Reckless Hospitality

Header Image: Daoudi Aissa

 

By: Bishop Geoffrey Woodcroft

Former assistant to the Manitoba Northern Ontario Synod Bishop, Larry Ulrich, told the following story to a gathering of Missional Church disciples:

“When I was canvassing for The Heart and Stroke Foundation this year, I was struck by the number of people who said they had grown accustomed to my yearly visit to solicit donations. Some added that I was the only person from the neighbourhood they knew.”

“I was curious about these comments and so I decided to consciously observe my neighbourhood. I discovered that most of us have lawn and snow removal services, all of us have remote control garage door openers and backyard fences. These observations are very important. There were few, if any, genuine relationships among neighbours. We do not spend our home time in the front yard, and the fenced backyard is a deterrent to conversations. Secondly, when folk leave for, and return from work, we do so from a heated attached garage.”

“Our neighbourhood street seemed to be two parallel rows of islands”

A lawyer asked Jesus, “Who is my neighbour?” When Jesus responded with the parable of the Good Samaritan, the lawyer must have felt his world shaken. Jesus showed him that a neighbour is one who reaches beyond their environment of imminent danger, societal normalcy, and discriminative injustice to find God waiting. A neighbour is one for whom the safety, welfare, and hope of all others is a prime concern. A neighbour is one for whom Reckless Hospitality is always a first response.

Reckless Hospitality disrupts the flow of normalcy, challenges unjust structures, and rushes toward dangerous situations. Its prime objective is recognizing God through the lens of Christ in other persons. Its function is the disciple’s pathway, loving God with heart, mind, soul, and strength. By loving one’s neighbour as oneself, disciples meet God right here, right now. Reckless Hospitality is leaving vulnerable all you know, all your stuff, and your employment to be with a person in need.

We tell the story of Jesus timely birth again and again because it directs our activity toward doing something radical in the midst of relentless status quo. It calls disciples to see God in the most vulnerable among us, as an infant. We do this as the Church of Jesus in its many iterations. This is a living church, yet it is also horribly fractured and broken. Disciples engage the world exactly as the earthly Jesus engaged the world, with great courage, risk, and vulnerability. Reckless Hospitality marks disciples as they who go against the grain, living in such a way that an observer will ask “Why are you helping? Why do you risk yourself so boldly? Why do you care?”

This world, God’s creation, is in great pain. The earth itself is crying-out. Millions of people are displaced by war and/or climate change. Humans are yearning for reconciliation and healing, while at the same time treating one another with violence and cruelty. We are fully aware of the pain. It is here at the height of pain and suffering that God calls disciples to employ Reckless Hospitality: to care for a little baby, that is all little babies, showing how God’s love conquers all that is dark, evil, and hopeless.

May God’s eternal blessing continue in you as your hospitality in Christ encourages those around you.

**EXTRACTED RECORDS**.
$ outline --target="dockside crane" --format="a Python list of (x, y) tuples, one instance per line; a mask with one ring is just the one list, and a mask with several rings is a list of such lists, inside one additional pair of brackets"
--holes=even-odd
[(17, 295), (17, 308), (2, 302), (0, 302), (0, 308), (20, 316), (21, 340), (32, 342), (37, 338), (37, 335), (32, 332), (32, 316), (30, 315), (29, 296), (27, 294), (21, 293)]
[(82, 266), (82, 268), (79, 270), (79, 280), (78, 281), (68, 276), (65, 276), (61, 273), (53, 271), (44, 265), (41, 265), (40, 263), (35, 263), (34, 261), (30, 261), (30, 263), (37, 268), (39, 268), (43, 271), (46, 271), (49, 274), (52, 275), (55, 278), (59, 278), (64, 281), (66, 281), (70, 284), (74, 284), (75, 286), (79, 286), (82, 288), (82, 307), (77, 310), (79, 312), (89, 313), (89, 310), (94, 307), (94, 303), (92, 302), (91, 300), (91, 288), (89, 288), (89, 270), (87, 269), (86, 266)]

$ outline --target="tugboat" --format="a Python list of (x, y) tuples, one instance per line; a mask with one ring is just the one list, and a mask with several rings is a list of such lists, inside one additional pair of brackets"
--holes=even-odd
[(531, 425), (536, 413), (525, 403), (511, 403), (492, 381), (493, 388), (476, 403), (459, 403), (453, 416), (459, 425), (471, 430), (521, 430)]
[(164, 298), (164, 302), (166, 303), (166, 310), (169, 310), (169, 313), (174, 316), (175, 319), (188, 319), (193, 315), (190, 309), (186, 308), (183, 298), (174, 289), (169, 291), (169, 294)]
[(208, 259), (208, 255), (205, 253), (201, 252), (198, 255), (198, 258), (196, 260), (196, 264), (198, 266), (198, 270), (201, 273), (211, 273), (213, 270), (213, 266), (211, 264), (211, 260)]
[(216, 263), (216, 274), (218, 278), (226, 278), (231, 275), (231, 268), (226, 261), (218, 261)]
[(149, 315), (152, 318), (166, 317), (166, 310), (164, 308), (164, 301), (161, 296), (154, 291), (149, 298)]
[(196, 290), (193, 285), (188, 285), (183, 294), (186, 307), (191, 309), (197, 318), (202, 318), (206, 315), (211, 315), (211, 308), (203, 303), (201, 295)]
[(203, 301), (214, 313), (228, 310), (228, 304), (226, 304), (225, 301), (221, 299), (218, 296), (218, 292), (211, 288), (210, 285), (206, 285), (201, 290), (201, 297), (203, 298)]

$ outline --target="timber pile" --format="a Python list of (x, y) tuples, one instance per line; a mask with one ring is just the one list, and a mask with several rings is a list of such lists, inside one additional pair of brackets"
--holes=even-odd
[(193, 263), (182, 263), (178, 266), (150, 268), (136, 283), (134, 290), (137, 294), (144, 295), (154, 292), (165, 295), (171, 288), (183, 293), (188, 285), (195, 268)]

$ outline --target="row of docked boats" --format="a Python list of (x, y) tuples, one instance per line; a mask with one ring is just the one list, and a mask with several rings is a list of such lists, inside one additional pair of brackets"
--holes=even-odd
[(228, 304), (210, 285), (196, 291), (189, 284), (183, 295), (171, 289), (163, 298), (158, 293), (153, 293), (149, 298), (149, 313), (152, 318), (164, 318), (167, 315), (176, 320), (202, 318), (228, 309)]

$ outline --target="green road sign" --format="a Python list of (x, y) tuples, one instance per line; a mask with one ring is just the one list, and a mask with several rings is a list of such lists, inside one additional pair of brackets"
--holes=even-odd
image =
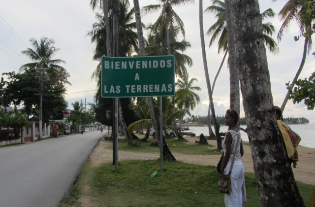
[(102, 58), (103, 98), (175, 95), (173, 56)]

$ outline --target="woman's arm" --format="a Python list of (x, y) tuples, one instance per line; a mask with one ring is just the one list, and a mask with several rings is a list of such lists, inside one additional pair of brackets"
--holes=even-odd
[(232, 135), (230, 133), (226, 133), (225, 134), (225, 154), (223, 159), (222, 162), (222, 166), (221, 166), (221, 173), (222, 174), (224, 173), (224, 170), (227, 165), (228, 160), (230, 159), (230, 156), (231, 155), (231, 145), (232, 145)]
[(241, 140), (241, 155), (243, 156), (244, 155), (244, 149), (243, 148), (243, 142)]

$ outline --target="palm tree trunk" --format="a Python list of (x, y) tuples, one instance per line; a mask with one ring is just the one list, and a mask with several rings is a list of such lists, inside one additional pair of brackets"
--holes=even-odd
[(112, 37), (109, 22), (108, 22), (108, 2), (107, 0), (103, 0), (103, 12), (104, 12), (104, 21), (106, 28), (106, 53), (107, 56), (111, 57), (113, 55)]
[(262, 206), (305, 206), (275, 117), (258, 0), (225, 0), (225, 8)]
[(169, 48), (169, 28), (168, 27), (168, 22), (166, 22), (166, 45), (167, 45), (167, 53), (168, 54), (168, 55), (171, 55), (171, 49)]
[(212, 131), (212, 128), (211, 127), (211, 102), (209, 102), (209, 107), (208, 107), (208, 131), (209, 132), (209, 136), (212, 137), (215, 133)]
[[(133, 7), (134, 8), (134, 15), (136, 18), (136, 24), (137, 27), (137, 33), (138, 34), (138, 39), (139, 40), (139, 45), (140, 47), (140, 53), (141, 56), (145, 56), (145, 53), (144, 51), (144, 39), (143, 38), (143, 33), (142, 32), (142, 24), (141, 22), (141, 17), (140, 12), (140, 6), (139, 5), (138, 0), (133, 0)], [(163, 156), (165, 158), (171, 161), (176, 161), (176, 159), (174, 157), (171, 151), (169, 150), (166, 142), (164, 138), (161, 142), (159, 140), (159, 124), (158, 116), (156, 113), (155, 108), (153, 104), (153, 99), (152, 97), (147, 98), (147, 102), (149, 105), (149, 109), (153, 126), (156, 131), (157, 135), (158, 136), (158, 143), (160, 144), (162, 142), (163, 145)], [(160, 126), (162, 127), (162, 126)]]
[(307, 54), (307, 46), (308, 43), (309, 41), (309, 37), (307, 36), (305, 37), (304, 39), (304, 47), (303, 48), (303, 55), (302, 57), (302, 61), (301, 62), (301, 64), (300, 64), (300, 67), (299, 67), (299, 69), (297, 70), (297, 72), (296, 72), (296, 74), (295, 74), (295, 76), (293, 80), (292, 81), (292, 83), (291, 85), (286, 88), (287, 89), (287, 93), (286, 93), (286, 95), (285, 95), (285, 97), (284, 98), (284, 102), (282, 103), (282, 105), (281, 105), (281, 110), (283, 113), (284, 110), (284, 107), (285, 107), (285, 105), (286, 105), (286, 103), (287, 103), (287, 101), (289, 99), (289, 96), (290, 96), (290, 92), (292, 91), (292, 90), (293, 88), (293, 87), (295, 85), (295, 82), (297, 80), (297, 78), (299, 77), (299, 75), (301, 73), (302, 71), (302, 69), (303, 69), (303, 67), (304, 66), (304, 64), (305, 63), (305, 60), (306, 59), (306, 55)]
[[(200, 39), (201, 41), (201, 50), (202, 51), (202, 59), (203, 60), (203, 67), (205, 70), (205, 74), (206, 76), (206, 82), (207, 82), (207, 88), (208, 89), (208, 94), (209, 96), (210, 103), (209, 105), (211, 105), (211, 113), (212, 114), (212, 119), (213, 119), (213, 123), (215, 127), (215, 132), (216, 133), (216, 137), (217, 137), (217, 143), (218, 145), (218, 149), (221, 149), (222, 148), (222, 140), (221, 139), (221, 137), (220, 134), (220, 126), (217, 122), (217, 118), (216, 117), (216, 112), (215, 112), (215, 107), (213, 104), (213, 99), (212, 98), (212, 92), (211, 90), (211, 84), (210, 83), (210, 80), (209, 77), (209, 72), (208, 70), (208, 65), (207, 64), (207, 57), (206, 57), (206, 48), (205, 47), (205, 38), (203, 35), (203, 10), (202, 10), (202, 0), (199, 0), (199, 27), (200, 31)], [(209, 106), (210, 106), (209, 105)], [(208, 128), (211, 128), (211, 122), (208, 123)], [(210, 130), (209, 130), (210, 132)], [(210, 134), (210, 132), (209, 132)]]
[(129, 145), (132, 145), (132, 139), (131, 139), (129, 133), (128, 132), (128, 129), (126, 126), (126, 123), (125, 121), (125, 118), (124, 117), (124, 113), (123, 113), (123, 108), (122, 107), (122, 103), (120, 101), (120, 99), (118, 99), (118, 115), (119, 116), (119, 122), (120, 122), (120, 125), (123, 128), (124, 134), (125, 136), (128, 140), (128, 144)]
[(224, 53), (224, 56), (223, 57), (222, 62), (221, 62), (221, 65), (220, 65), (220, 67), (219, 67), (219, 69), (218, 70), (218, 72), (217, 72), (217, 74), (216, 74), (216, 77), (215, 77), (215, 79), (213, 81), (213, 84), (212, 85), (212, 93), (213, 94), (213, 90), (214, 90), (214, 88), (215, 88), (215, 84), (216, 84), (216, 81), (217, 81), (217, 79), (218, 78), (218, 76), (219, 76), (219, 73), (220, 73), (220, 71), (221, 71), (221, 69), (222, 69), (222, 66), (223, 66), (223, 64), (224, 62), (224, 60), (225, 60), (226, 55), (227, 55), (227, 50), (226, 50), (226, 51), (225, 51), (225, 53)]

**TASK GOAL**. From the reflection on Reckless Hospitality above, print the stretch from "A lawyer asked" through "a first response." word for word.

**RESULT OF THIS TASK**.
A lawyer asked Jesus, “Who is my neighbour?” When Jesus responded with the parable of the Good Samaritan, the lawyer must have felt his world shaken. Jesus showed him that a neighbour is one who reaches beyond their environment of imminent danger, societal normalcy, and discriminative injustice to find God waiting. A neighbour is one for whom the safety, welfare, and hope of all others is a prime concern. A neighbour is one for whom Reckless Hospitality is always a first response.